## RECORD EXTRACTS:

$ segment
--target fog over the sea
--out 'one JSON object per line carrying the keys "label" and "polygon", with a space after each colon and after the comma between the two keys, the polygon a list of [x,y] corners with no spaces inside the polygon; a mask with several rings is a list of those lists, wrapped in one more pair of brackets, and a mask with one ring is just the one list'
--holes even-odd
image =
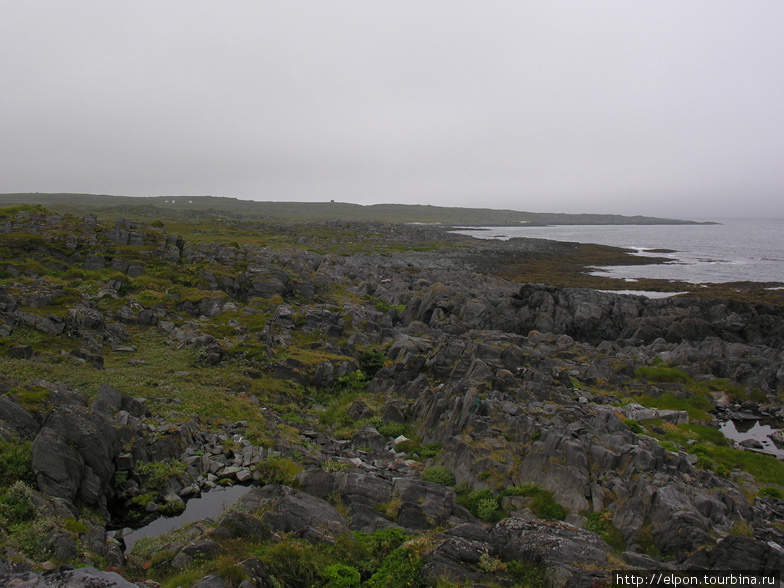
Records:
{"label": "fog over the sea", "polygon": [[0,193],[784,218],[781,0],[0,6]]}

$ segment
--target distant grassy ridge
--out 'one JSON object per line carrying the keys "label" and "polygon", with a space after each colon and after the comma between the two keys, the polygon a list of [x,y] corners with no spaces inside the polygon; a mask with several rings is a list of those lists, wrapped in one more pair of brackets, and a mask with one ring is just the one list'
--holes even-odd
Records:
{"label": "distant grassy ridge", "polygon": [[0,206],[42,204],[57,212],[96,212],[101,216],[134,214],[172,217],[211,213],[275,220],[354,220],[423,222],[466,226],[529,225],[672,225],[695,221],[621,216],[617,214],[555,214],[457,208],[423,204],[350,204],[347,202],[256,202],[215,196],[109,196],[99,194],[0,194]]}

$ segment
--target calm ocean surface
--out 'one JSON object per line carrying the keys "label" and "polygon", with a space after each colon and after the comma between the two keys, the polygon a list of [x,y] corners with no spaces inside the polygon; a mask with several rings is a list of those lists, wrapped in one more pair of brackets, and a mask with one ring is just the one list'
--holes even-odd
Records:
{"label": "calm ocean surface", "polygon": [[[597,268],[599,275],[660,278],[694,284],[784,282],[784,220],[717,220],[719,225],[488,227],[457,231],[480,239],[534,237],[634,249],[667,257],[663,265]],[[672,249],[675,253],[646,253]]]}

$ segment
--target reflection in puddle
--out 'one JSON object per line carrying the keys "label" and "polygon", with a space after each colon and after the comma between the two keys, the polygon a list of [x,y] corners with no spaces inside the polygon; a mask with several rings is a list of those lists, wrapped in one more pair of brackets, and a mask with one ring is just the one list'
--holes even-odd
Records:
{"label": "reflection in puddle", "polygon": [[776,447],[769,435],[778,429],[770,425],[763,424],[761,421],[725,421],[721,423],[719,430],[728,439],[740,443],[748,439],[759,441],[762,449],[779,458],[784,458],[784,450]]}
{"label": "reflection in puddle", "polygon": [[143,537],[157,537],[174,529],[179,529],[185,523],[192,523],[205,518],[215,518],[249,490],[249,486],[229,486],[228,488],[215,488],[202,494],[199,498],[192,498],[185,504],[185,510],[176,517],[155,519],[149,525],[145,525],[125,535],[123,537],[125,552],[130,553],[133,544]]}

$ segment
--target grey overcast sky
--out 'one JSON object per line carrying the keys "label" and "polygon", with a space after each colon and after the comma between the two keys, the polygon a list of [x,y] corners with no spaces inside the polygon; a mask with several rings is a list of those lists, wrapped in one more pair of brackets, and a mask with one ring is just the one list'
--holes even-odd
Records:
{"label": "grey overcast sky", "polygon": [[0,192],[784,218],[781,0],[0,8]]}

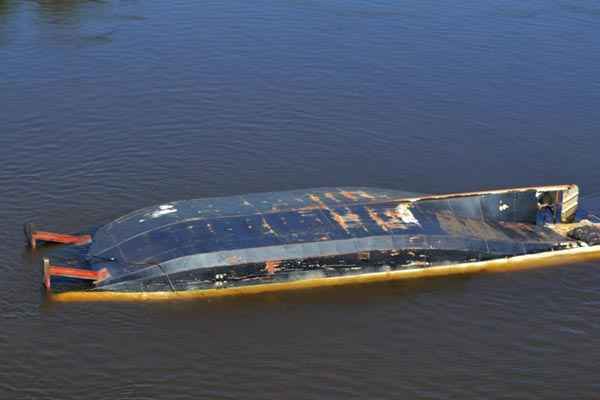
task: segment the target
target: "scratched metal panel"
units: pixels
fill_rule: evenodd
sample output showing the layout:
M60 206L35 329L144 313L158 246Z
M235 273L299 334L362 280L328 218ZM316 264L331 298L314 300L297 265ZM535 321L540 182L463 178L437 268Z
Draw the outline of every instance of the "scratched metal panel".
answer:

## PROMPT:
Copy all lines above where "metal" is present.

## RESULT OF THE EXERCISE:
target: "scratched metal panel"
Draw the outline of every instance of the "scratched metal panel".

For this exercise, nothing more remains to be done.